>> BEGIN
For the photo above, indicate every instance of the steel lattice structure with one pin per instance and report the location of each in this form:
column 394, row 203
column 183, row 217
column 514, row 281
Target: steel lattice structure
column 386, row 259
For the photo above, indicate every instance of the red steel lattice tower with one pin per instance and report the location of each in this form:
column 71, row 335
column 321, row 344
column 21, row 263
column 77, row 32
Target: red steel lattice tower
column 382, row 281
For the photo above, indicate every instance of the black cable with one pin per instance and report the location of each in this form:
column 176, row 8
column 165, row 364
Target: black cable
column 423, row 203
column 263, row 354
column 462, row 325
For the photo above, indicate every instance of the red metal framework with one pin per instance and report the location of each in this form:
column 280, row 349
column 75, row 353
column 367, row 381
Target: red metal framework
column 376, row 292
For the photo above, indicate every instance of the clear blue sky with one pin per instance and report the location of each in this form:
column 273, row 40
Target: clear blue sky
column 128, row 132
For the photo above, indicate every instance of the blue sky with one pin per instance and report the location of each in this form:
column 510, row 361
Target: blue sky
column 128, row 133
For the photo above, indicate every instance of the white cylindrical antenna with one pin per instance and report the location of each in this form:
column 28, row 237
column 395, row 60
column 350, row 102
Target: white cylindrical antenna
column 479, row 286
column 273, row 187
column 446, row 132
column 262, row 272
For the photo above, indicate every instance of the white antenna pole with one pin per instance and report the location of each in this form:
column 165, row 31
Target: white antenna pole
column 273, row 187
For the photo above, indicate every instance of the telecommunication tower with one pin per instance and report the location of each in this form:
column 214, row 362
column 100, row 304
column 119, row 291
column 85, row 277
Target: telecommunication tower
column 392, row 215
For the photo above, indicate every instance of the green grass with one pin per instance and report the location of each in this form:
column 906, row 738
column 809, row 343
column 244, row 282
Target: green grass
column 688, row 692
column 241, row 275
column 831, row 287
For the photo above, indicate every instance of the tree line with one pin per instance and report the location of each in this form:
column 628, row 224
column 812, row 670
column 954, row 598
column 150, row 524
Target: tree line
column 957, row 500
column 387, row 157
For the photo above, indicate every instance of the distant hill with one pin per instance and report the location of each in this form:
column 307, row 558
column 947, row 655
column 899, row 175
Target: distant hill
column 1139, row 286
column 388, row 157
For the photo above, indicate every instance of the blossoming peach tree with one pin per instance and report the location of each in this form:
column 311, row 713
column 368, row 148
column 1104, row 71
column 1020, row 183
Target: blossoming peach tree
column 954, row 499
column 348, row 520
>> END
» **Short exercise**:
Return the rows above exactly as they appear, everything from the line containing "For the photo above, indicate every instance of the red steel" down to the line containing "column 128, row 133", with both of those lines included.

» **Result of this task**:
For the photo above, indicate every instance of the red steel lattice tower with one pin per instance and report the location of each in this form:
column 71, row 335
column 321, row 344
column 21, row 263
column 77, row 32
Target: red steel lattice tower
column 382, row 281
For the photo above, indicate every instance of the black cable with one pin per instance and report the location of each in this form:
column 176, row 8
column 165, row 364
Target: black cable
column 423, row 203
column 263, row 354
column 462, row 325
For the photo above, indicate every instance of the red metal framework with one pin per instance and report the location of each in this form:
column 280, row 349
column 75, row 353
column 367, row 381
Target: red metal framework
column 376, row 292
For the photo above, indicate every instance of the clear blue sky with one pin per instance and report the location of each in this form:
column 273, row 40
Target: clear blue sky
column 128, row 132
For the photo above, indicate every instance of the blue sky with one pin per instance and report the location of each in this form:
column 510, row 361
Target: blue sky
column 128, row 133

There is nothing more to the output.